* **PROMPT A**
Rewrite the paragraph that begins "The Mariamite Maronite Order (Ordo Maronita" in the text on the Mariamite Maronite Order below as a bulleted list, keeping its main facts.
* **PROMPT B**
Answer these questions from the text on the Mariamite Maronite Order below:
(i) Where is the order's headquarters?
(ii) Who is its Superior General?
(iii) What city did its three founders come from?
* **PROMPT C**
Extend the text on the Mariamite Maronite Order below by continuing it from its last sentence.
READING PASSAGE start
Mariamite Maronite Order
- Abbreviation: OMM
- Nickname: Aleppians
- Formation: 10 November 1695 (330 years ago)
- Founded at: Ehden, Lebanon
- Type: Monastic order of pontifical right for men
- Headquarters: Couvent Notre Dame de Louaize, Lebanon
- Members: 112 members (95 priests) (2018)
- Superior General: Pierre Najem, OMM
- Parent organization: Maronite Catholic Church

= Mariamite Maronite Order =

Catholic monastic order in Lebanon

The Mariamite Maronite Order (Ordo Maronita Beatae Mariae Virginis; abbreviated OMM), also called the Aleppians or Halabites, is a monastic order in the Levantine Catholic Maronite Church, which from the beginning has been specifically a monastic Church. The order was founded in 1694 in the Monastery of Mart Moura, Ehden, Lebanon, by three Maronite young men from Aleppo, Syria, under the patronage of Patriarch Estephan Douaihy (1670–1704).
READING PASSAGE end
SUPPLIED DATA start
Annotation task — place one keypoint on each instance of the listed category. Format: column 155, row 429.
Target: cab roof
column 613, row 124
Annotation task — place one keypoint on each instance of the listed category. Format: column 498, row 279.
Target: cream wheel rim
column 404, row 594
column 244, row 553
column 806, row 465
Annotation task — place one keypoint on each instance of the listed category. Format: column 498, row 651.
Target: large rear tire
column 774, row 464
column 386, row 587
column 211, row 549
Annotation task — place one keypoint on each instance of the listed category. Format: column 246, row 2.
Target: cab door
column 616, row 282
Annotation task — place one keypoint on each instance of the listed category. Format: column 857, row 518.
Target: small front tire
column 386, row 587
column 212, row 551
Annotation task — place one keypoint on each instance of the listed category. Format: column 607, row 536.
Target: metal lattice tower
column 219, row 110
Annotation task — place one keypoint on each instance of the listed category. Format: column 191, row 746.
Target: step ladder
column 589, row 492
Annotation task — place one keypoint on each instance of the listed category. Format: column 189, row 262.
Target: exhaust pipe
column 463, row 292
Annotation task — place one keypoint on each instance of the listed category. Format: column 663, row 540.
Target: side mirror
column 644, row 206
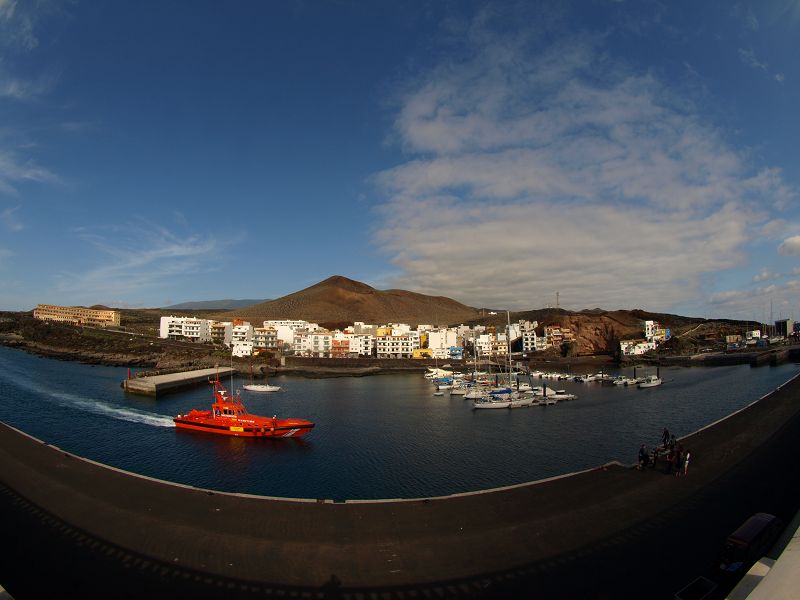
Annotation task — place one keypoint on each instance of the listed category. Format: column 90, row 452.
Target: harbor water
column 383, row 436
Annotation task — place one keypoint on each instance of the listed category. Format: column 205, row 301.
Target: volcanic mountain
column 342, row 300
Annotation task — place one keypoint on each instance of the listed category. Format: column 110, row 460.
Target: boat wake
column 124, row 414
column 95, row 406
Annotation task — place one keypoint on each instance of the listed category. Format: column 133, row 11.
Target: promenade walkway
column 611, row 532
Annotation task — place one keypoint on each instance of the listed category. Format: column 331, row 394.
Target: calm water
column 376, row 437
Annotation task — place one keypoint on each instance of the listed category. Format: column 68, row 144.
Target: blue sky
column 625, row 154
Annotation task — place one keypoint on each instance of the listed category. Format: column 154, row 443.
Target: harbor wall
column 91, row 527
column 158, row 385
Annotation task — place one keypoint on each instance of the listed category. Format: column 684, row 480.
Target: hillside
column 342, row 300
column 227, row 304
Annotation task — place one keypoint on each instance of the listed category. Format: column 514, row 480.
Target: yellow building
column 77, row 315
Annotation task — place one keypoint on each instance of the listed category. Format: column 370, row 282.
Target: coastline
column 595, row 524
SUPPLIED DATA end
* **REPLY A**
- Latin name: Ordo Maronita Beatae Mariae Virginis (abbreviated OMM)
- Also called: the Aleppians or Halabites
- Nature: a monastic order in the Levantine Catholic Maronite Church, which has been a monastic Church from the beginning
- Founded: 1694, in the Monastery of Mart Moura, Ehden, Lebanon
- Founders: three young Maronite men from Aleppo, Syria
- Patronage: Patriarch Estephan Douaihy (1670–1704)

* **REPLY B**
(i) Couvent Notre Dame de Louaize, Lebanon
(ii) Pierre Najem, OMM
(iii) Aleppo, Syria

* **REPLY C**
Its name comes from the Arabic Halabiyyah (الرهبنة الحلبية), city of Aleppo monks. It is one of the three Lebanese congregations that follow the tradition of Saint Anthony the Great. The name is in reference to the origin of the founders and first members of the order. On 9 April 1969, the order was named, in Latin, Ordo Maronita Beatae Mariae Virginis.

The second order is the Baladites (or Baladiyyah), country monks, the antonym of Halabiyyah. This order resulted from a split with the Aleppians. Pope Clement XIV sanctioned this separation in 1770.

The third Lebanese monastic order is the Antonin Maronite Order founded on August 15, 1700, by the Patriarch Gabriel of Blaouza (1704–1705).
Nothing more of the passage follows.